> [LISTED ENTRIES]
[Start of section]

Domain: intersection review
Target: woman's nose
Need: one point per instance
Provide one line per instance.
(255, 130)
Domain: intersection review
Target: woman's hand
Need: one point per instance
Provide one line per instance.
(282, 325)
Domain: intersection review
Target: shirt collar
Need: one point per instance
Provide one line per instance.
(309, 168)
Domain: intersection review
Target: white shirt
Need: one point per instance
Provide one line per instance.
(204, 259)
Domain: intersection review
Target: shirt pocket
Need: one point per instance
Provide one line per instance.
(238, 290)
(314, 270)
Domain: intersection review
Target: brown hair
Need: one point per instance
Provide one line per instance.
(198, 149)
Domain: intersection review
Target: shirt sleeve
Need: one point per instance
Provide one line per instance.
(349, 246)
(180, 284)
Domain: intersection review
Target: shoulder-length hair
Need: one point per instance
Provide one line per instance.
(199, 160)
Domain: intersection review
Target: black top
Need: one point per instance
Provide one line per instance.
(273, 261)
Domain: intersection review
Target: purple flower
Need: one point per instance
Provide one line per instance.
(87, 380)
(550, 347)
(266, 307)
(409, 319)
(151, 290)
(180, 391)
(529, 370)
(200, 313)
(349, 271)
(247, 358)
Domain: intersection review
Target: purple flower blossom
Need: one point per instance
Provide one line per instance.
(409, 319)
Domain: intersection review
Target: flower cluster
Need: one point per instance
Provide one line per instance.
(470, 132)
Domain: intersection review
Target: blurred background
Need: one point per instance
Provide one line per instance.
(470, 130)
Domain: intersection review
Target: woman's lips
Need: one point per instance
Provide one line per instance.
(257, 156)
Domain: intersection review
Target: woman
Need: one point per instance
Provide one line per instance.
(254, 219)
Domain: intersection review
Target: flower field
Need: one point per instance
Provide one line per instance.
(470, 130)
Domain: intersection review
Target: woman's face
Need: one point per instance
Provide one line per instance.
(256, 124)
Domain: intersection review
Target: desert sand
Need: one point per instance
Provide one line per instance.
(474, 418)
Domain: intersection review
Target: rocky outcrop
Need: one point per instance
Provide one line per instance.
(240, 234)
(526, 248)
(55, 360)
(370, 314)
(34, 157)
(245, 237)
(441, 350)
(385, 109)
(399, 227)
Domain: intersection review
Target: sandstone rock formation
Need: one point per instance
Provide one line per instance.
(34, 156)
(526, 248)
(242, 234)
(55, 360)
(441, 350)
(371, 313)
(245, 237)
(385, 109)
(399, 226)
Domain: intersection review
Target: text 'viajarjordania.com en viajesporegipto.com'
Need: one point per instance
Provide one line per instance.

[End of section]
[Start of section]

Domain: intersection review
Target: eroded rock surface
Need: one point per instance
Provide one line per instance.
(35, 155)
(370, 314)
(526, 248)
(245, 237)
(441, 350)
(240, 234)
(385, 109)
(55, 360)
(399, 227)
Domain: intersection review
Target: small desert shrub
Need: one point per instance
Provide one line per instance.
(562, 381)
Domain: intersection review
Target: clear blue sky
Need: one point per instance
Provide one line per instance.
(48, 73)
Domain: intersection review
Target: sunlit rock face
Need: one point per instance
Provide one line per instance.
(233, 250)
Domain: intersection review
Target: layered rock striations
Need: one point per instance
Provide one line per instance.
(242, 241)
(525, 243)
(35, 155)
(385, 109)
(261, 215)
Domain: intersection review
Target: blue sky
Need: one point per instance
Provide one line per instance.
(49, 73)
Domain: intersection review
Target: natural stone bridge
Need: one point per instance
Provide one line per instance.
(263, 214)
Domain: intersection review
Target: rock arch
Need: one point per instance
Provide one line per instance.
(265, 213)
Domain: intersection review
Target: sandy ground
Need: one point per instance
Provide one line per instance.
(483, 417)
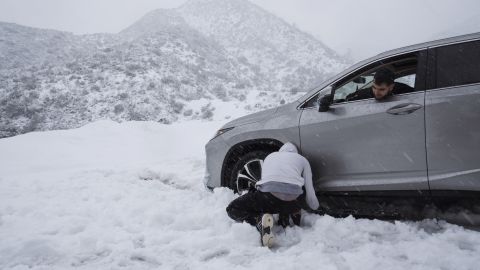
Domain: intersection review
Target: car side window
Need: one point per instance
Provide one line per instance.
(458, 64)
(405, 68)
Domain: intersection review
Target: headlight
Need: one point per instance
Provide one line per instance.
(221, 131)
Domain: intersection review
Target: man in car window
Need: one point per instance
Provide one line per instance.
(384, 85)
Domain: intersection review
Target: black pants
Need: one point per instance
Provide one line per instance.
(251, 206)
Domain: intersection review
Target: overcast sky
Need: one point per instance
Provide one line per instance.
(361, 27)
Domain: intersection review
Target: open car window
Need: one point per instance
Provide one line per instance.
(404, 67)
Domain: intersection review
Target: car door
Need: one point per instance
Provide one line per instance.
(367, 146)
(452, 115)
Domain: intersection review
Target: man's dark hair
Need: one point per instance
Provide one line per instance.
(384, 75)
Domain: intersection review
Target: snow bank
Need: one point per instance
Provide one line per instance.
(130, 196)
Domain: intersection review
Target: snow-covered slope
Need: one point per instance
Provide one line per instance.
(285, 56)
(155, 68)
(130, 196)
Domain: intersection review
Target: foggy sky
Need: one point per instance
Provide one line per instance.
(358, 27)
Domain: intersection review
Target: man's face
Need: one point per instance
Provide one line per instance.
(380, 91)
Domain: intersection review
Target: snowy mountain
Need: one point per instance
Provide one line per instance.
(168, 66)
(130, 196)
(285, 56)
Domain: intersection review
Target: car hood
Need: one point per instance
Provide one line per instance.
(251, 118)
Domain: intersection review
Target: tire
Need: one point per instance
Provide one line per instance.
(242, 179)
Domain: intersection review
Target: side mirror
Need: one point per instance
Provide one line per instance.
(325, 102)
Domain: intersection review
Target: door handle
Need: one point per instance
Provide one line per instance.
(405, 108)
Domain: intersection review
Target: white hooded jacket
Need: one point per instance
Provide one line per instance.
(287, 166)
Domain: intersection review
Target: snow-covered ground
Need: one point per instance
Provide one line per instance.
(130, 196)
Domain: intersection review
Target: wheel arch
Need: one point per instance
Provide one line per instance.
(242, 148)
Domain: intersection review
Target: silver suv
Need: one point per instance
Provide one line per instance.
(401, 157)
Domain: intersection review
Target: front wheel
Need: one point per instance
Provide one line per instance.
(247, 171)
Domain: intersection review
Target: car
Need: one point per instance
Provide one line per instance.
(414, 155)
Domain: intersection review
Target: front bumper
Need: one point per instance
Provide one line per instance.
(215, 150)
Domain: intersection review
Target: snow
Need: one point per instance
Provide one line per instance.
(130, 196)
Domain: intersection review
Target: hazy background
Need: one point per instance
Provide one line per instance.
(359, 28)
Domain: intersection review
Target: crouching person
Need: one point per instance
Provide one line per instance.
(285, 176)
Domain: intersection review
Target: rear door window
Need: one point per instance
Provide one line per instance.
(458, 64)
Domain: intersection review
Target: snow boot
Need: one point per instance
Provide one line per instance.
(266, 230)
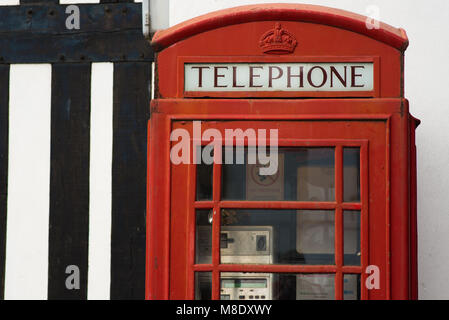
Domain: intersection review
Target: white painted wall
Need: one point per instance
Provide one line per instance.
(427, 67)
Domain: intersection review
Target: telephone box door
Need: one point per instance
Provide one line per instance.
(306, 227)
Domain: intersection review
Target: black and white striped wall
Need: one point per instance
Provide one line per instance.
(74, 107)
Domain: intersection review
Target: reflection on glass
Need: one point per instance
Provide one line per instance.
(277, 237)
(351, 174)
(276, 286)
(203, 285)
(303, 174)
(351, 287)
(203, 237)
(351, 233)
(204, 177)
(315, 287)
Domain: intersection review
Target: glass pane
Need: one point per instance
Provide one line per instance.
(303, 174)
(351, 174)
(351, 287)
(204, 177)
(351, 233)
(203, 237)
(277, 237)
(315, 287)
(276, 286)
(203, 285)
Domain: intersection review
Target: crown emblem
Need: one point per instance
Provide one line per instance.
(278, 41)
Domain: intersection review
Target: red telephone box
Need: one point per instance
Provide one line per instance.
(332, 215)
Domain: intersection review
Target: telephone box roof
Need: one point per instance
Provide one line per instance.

[End of section]
[Start of section]

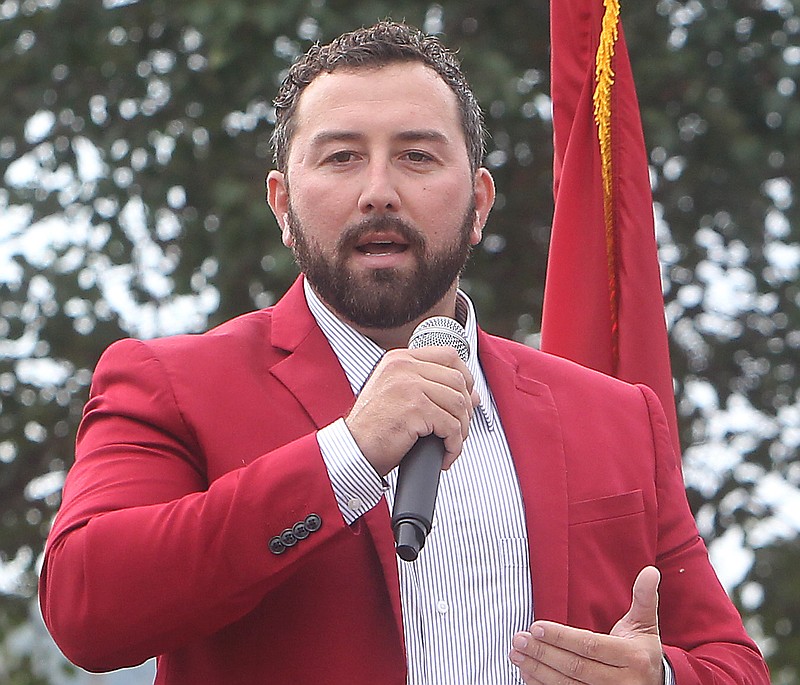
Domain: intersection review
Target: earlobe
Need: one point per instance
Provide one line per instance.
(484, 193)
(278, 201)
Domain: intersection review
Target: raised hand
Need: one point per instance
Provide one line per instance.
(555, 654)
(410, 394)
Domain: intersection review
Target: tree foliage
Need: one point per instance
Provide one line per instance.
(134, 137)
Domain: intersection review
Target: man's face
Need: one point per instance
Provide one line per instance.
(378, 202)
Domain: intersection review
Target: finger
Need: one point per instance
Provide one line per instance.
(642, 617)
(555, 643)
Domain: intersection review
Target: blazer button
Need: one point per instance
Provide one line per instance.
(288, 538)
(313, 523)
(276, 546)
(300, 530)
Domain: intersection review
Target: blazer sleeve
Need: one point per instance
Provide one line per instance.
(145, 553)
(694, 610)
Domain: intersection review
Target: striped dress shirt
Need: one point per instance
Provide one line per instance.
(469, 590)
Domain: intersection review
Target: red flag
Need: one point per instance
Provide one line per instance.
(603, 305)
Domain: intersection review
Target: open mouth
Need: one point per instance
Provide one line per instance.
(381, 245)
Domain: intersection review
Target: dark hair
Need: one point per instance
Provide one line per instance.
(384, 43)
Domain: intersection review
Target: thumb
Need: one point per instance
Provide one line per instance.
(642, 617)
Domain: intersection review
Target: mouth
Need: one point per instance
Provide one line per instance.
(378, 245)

[End of section]

> [DIRECTIONS FOR THIS TASK] Search the entries for the string "hair" and collect each line that has it.

> [SOLUTION TO THIS EXERCISE]
Target: brown hair
Target: shoulder-length hair
Target: man's dark hair
Target: dark hair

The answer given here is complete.